(Point placement records)
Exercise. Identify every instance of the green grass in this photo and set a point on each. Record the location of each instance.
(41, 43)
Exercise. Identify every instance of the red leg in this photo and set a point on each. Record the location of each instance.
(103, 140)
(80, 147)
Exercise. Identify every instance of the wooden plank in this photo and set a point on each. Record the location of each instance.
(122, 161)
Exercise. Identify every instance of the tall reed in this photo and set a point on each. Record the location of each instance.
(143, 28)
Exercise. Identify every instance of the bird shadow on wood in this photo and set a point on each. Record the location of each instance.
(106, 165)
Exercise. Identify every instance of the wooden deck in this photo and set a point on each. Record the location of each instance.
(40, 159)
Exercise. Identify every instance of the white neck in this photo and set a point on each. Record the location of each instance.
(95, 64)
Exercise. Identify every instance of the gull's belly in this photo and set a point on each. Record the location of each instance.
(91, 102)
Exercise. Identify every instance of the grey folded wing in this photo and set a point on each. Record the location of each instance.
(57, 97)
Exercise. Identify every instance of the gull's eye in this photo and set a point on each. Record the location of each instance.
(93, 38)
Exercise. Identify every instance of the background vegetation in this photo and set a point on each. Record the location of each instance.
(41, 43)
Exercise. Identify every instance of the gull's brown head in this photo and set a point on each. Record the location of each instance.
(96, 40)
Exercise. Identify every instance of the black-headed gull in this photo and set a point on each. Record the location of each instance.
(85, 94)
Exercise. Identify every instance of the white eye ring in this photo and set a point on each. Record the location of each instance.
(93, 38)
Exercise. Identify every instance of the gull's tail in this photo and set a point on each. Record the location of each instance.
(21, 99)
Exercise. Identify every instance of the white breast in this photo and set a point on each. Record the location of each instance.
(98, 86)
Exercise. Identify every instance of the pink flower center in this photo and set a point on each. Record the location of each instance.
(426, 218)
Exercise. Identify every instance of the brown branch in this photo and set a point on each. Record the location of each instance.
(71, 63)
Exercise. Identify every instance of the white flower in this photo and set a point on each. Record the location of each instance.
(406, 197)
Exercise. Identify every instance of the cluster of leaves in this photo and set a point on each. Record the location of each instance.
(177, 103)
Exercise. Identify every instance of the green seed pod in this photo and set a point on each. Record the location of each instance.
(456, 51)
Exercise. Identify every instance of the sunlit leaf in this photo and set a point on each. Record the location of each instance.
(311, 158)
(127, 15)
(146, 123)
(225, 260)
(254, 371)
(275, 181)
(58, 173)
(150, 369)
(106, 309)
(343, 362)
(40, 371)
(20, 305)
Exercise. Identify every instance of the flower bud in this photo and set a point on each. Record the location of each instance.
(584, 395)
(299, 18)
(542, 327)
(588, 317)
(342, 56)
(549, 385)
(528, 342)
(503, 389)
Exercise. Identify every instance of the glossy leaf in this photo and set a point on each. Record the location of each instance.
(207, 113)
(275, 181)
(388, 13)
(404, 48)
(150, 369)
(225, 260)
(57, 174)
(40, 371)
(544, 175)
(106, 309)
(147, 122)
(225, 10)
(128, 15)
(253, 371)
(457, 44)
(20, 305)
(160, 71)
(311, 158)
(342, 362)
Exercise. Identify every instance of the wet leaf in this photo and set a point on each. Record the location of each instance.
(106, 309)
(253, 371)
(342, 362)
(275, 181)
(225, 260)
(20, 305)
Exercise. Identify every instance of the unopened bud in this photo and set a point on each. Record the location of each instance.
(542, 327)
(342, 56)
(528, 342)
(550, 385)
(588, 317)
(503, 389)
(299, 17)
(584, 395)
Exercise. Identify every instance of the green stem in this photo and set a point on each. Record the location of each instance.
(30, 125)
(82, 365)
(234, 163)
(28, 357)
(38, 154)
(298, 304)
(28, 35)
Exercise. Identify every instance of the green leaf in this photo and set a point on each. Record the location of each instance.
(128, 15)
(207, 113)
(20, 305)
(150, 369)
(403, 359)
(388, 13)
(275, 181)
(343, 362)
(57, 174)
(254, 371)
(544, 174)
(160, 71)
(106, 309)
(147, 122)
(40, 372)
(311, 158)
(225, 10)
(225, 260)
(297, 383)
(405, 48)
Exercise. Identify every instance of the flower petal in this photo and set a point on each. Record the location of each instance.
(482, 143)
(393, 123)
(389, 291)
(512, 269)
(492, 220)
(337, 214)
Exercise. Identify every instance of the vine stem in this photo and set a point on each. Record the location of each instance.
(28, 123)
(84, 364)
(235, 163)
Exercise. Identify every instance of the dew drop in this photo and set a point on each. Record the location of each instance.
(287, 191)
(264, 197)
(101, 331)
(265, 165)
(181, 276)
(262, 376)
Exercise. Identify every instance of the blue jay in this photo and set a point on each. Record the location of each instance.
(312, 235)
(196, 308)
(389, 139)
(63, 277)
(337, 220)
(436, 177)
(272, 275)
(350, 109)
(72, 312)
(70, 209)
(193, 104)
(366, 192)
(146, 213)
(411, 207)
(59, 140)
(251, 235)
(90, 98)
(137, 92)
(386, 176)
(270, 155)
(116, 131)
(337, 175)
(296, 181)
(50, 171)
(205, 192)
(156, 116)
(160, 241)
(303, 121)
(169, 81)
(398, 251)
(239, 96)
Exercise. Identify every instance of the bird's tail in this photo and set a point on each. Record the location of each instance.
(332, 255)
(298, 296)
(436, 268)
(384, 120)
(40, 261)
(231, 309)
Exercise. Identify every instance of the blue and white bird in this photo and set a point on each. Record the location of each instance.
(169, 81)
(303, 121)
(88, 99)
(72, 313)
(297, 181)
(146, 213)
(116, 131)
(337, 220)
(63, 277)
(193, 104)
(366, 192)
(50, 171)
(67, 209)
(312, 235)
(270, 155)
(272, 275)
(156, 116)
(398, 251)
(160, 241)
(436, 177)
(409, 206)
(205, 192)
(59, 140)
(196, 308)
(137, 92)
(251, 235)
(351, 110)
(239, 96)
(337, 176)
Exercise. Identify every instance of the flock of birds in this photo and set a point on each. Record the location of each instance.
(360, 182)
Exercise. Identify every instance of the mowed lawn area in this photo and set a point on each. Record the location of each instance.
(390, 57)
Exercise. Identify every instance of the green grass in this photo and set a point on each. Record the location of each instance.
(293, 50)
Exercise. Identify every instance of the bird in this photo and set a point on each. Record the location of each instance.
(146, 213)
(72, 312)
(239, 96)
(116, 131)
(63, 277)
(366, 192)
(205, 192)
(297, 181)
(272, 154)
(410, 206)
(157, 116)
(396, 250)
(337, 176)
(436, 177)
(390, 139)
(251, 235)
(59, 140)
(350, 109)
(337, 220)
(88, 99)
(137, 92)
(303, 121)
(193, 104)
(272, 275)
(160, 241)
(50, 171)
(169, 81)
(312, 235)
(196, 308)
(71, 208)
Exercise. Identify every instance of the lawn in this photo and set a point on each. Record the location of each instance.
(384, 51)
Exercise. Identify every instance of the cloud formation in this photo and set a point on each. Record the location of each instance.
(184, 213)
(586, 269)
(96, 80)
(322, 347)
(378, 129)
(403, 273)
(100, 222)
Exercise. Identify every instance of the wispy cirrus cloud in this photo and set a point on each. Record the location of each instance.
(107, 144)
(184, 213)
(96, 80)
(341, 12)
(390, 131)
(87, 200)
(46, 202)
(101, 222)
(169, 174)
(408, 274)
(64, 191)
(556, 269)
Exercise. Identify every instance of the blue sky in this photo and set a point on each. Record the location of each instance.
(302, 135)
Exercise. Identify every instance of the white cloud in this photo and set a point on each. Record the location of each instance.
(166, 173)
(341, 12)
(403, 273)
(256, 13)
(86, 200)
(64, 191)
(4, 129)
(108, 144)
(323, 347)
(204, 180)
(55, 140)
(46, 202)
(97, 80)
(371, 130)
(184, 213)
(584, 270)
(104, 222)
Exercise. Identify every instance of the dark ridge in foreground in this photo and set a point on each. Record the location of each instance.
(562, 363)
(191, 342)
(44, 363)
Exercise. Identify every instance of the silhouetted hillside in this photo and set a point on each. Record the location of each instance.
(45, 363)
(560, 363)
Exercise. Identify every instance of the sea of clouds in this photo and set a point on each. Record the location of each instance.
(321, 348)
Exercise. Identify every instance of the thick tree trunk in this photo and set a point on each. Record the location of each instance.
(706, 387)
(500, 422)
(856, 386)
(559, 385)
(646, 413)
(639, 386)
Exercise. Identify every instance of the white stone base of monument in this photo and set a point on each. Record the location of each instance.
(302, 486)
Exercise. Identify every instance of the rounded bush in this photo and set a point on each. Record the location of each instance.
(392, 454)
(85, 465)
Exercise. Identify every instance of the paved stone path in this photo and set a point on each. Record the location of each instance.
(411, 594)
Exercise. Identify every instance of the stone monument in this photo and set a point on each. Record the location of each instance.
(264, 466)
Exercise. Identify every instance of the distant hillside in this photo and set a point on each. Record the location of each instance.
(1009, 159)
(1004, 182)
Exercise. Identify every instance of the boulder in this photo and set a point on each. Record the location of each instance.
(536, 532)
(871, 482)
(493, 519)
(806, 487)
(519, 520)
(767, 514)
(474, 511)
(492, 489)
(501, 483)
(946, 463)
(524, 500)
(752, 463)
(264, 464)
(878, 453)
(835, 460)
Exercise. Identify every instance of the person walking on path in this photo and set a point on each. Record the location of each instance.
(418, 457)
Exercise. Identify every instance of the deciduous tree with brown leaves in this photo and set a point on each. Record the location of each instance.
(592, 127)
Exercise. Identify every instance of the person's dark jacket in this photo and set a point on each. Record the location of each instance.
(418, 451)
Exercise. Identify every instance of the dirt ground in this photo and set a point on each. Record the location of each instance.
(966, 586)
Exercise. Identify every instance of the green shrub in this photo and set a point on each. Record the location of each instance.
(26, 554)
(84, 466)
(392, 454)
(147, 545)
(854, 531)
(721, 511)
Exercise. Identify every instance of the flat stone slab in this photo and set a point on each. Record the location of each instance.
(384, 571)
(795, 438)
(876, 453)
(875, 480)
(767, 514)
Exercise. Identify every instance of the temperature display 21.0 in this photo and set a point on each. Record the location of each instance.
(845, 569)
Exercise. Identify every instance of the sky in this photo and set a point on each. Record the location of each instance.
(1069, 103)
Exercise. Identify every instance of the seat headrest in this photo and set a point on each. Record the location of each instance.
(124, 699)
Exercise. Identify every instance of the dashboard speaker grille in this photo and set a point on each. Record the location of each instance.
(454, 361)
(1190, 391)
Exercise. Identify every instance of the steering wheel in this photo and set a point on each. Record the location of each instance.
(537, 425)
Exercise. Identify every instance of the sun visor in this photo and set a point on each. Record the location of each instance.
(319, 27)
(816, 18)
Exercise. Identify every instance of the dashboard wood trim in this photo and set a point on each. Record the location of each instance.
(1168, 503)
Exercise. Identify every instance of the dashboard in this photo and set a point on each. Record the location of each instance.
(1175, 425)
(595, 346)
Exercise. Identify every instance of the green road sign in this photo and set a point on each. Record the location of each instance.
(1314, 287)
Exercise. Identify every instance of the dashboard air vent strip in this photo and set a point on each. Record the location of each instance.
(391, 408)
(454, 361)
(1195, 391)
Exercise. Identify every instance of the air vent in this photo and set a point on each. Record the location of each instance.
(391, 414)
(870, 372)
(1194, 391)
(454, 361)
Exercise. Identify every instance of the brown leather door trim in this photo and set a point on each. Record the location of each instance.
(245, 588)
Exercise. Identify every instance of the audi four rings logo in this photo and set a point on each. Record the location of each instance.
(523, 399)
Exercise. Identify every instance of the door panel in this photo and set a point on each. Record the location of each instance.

• _To be done_:
Recast the records as a numbered list with blank lines omitted, starting with the line that contains "Exercise. Identify every instance of the person's" and going on through the line that contains "(1190, 391)".

• _Answer in full_:
1. Exercise. Identify every instance of the person's dark jacket in this photo and set a point on each. Record the location of each instance.
2. (418, 451)
3. Exercise. Identify every instance of the dirt ground in this photo and set a point on each. Record the location of each instance.
4. (966, 586)
5. Exercise. Identify every instance of the green shrub in this photo and set a point on each. Record the location of each instance.
6. (26, 554)
7. (84, 466)
8. (392, 454)
9. (147, 545)
10. (854, 531)
11. (721, 511)
12. Exercise. Identify every instance of the flat stone slab in this photo and set a point on each. Record the location of each instance.
13. (384, 571)
14. (795, 438)
15. (876, 453)
16. (875, 480)
17. (767, 514)
18. Exercise. Identify every instance of the temperature display 21.0 in this photo and set a point on each. Record the location of each instance.
19. (845, 569)
20. Exercise. Identify every instance of the sky in this photo and set a point on each. Record the location of each instance.
21. (1069, 103)
22. Exercise. Identify every instance of the seat headrest in this photo and set a point on each. Record the location of each instance.
23. (124, 699)
24. Exercise. Identify every instance of the dashboard speaker grille in this photo and set a point on each. Record the location of each instance.
25. (454, 361)
26. (1190, 391)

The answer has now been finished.